§ Records for this exercise:
BEGIN

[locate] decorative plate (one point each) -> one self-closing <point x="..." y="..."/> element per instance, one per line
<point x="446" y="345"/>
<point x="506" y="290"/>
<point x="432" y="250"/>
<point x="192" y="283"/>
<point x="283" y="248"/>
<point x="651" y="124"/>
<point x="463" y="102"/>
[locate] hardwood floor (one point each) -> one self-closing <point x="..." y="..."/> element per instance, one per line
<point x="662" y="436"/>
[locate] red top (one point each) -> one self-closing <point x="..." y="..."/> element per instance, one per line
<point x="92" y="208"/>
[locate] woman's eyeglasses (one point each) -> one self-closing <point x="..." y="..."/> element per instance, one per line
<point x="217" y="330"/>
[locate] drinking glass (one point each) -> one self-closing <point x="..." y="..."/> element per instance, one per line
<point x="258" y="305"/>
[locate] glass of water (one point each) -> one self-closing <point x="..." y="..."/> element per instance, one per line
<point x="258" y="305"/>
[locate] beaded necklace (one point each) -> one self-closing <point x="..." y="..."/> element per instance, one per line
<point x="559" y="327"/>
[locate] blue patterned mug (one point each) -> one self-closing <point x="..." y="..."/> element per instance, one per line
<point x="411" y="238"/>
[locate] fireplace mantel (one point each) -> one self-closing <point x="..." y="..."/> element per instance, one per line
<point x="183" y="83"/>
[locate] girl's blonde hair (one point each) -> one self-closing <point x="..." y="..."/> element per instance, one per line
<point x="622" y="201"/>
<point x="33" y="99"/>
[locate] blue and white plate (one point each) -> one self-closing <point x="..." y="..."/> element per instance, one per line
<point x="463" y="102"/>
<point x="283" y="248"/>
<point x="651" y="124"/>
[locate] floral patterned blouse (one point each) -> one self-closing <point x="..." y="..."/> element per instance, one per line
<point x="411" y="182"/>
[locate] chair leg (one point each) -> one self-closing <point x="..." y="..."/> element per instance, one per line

END

§ About this task:
Each record must be copied out exactly and in full.

§ Task solution:
[locate] decorative plate (one point each) -> one self-closing <point x="..." y="..."/> element per instance, one per line
<point x="446" y="345"/>
<point x="506" y="290"/>
<point x="432" y="250"/>
<point x="192" y="283"/>
<point x="283" y="248"/>
<point x="651" y="124"/>
<point x="463" y="102"/>
[locate] hardwood floor (one point each) -> one self-closing <point x="..." y="..."/> element per instance, one per line
<point x="662" y="436"/>
[locate] red top (one point each) -> one self-closing <point x="..." y="..."/> element per instance, one per line
<point x="92" y="208"/>
[locate] woman's eyeglasses (one point each) -> one self-closing <point x="..." y="..."/> element per instance, one per line
<point x="217" y="330"/>
[locate] drinking glass (one point each) -> one self-closing <point x="..." y="..."/> element per instance, one per line
<point x="258" y="305"/>
[locate] glass of water (one point each) -> one self-closing <point x="..." y="..."/> element per instance, one per line
<point x="258" y="305"/>
[locate] beaded necklace (one point each) -> one self-closing <point x="..." y="..."/> element per instance, one per line
<point x="559" y="327"/>
[locate] blue patterned mug (one point each) -> one self-closing <point x="..." y="..."/> element per instance, one per line
<point x="411" y="238"/>
[locate] fireplace mantel (one point each) -> one self-closing <point x="..." y="..."/> element per instance, one per line
<point x="183" y="83"/>
[locate] girl's blonde hair (one point each) -> one self-closing <point x="..." y="..."/> element per instance, one per line
<point x="622" y="201"/>
<point x="33" y="99"/>
[locate] blue and white plate (one point each) -> one self-closing <point x="..." y="..."/> element per instance, one per line
<point x="463" y="102"/>
<point x="283" y="248"/>
<point x="651" y="124"/>
[locate] floral patterned blouse (one point each) -> one self-closing <point x="..." y="..."/> element per instance, one per line
<point x="411" y="182"/>
[locate] chair leg (one point each) -> one self-closing <point x="..." y="..."/> element per instance, one per line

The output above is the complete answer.